WHAT THE TASK ASKS: Print word for word whatever lies between the first line of the material and the line holding "positive clicks: (396, 227) (377, 169)", both included, and omit all pictures.

DATA PROVIDED:
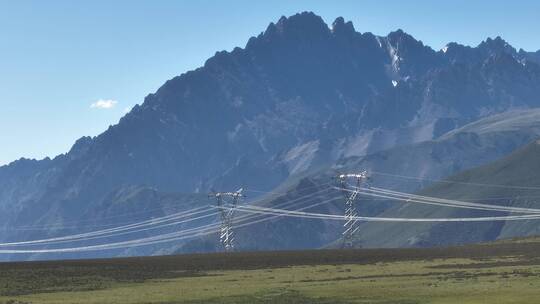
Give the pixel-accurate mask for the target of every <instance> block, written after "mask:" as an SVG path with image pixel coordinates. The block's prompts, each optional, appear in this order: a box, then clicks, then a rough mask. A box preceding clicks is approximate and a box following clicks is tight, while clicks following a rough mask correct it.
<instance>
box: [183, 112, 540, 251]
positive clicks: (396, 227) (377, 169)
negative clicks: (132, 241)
mask: <svg viewBox="0 0 540 304" xmlns="http://www.w3.org/2000/svg"><path fill="white" fill-rule="evenodd" d="M538 138H540V109H533V110H515V111H509V112H505V113H501V114H497V115H492V116H489V117H486V118H483V119H480V120H478V121H475V122H473V123H470V124H467V125H465V126H463V127H461V128H458V129H456V130H452V131H450V132H448V133H446V134H444V135H442V136H440V137H439V138H437V139H434V140H430V141H425V142H420V143H415V144H411V145H404V146H398V147H394V148H391V149H387V150H383V151H378V152H375V153H372V154H368V155H365V156H360V157H349V158H346V159H343V160H341V161H339V162H337V163H336V164H335V165H333V166H330V167H327V168H322V169H320V170H319V171H317V172H314V173H312V174H310V175H308V176H306V177H305V178H301V179H300V180H299V181H295V182H290V183H288V185H282V187H281V188H280V189H279V191H280V192H286V193H287V195H286V196H284V197H283V196H282V197H277V198H269V199H266V200H265V201H263V202H262V204H263V205H266V206H269V207H274V206H279V204H281V203H283V202H285V201H287V200H290V201H294V200H298V199H301V197H302V195H305V194H306V193H313V192H316V191H318V190H320V189H324V187H325V186H324V185H326V184H328V182H329V181H332V177H333V176H334V175H335V174H336V172H358V171H361V170H367V171H368V172H370V173H371V174H370V175H371V181H370V183H371V184H372V185H373V186H376V187H382V188H386V189H392V190H397V191H405V192H408V193H415V192H417V191H424V190H423V189H424V188H426V187H429V186H430V185H432V184H433V183H434V181H436V180H440V179H444V178H445V177H446V176H449V175H453V174H457V173H459V172H461V171H463V170H467V169H471V168H474V167H476V166H479V165H483V164H487V163H490V162H492V161H496V160H497V159H499V158H502V157H505V156H506V155H508V154H510V153H512V152H513V151H515V150H516V149H519V148H520V147H522V146H524V145H527V144H529V143H530V142H532V141H535V140H537V139H538ZM430 195H432V196H435V197H439V196H445V195H446V193H444V192H442V193H438V192H437V191H431V192H430ZM336 196H337V197H338V198H339V199H337V200H335V201H332V202H329V203H327V204H323V205H320V206H318V207H317V208H310V209H309V211H310V212H316V213H325V214H342V213H343V200H342V198H341V197H342V196H341V193H339V191H336V190H335V189H328V190H327V191H324V192H323V193H321V194H318V195H316V196H314V197H312V198H311V199H309V200H308V201H307V202H305V203H304V204H303V205H300V206H297V207H301V206H305V205H310V204H315V203H317V202H320V201H325V200H329V199H333V198H335V197H336ZM492 197H493V195H492ZM487 203H489V202H487ZM357 208H358V211H359V214H360V215H362V216H379V215H384V216H390V217H407V216H409V217H418V214H419V213H418V212H426V213H427V214H426V217H428V216H432V217H435V216H434V215H432V214H430V212H431V213H433V212H435V213H436V212H437V211H440V213H439V214H437V215H438V216H439V217H445V216H450V217H451V216H455V217H457V216H464V217H466V216H475V215H477V214H475V213H469V214H467V212H460V213H457V214H451V212H452V211H455V210H451V209H450V210H449V209H445V208H438V207H433V206H431V207H423V206H418V205H414V204H409V205H407V204H404V203H403V202H397V201H388V200H380V199H373V198H371V197H368V196H361V197H360V198H359V200H358V201H357ZM408 208H409V209H410V210H409V209H408ZM441 209H442V210H441ZM419 210H420V211H419ZM461 211H462V210H461ZM449 212H450V213H449ZM447 213H448V214H447ZM341 224H342V223H341V222H336V221H323V220H314V219H309V220H306V219H298V218H293V219H290V218H278V219H274V220H273V221H271V222H269V223H266V224H261V225H256V226H250V227H249V228H242V229H241V230H240V231H239V232H238V234H239V239H241V244H242V246H244V247H243V248H242V249H246V250H254V249H262V250H273V249H291V248H296V249H303V248H314V247H315V248H316V247H324V246H338V247H339V246H341V245H342V244H341V240H340V237H341V232H342V229H343V228H342V226H341ZM432 226H436V227H438V228H437V229H439V230H440V227H444V228H447V229H446V231H447V233H448V234H449V235H446V236H442V235H441V234H440V233H433V234H430V227H432ZM467 226H468V227H471V226H473V224H467ZM448 227H450V228H451V229H450V228H448ZM464 227H466V226H464ZM475 227H476V228H478V231H479V233H471V230H470V229H465V228H464V229H461V228H462V227H461V226H460V225H455V224H443V225H430V224H416V223H415V224H392V223H377V222H368V223H364V224H362V226H361V228H360V230H359V233H358V240H357V242H356V246H359V247H418V246H435V245H448V244H456V243H457V244H459V243H460V242H469V243H470V242H474V241H485V240H492V239H494V238H496V237H498V234H497V233H498V232H497V231H491V234H489V233H486V234H483V233H484V232H485V231H486V229H487V228H489V227H492V225H490V224H489V223H488V224H481V225H478V226H475ZM486 227H487V228H486ZM529 228H531V227H529ZM276 231H278V233H276ZM279 231H281V233H279ZM283 231H287V233H283ZM487 231H490V230H489V229H487ZM535 231H536V230H522V231H521V233H522V234H523V235H530V234H533V233H534V232H535ZM516 235H519V233H516ZM516 235H514V236H516ZM445 241H446V243H445ZM215 242H216V239H215V237H214V236H211V237H209V238H208V239H206V240H205V242H204V243H203V244H207V245H206V247H205V246H203V245H202V244H201V241H200V240H196V241H192V242H190V243H189V244H187V245H185V246H184V247H182V249H183V250H188V251H204V249H205V248H208V244H211V243H214V244H215ZM309 246H311V247H309Z"/></svg>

RESULT:
Give the pixel-accurate mask for the target of every <instance> block, written after "mask:" as an SVG path with image pixel coordinates. The block's prompts, each optional, appear in this order: a box, then clicks, then a rough mask. A box preceding clicks is approximate and a box following clicks is tight, while clicks following a rough mask correct it.
<instance>
box: [183, 112, 540, 251]
positive clicks: (396, 227) (377, 169)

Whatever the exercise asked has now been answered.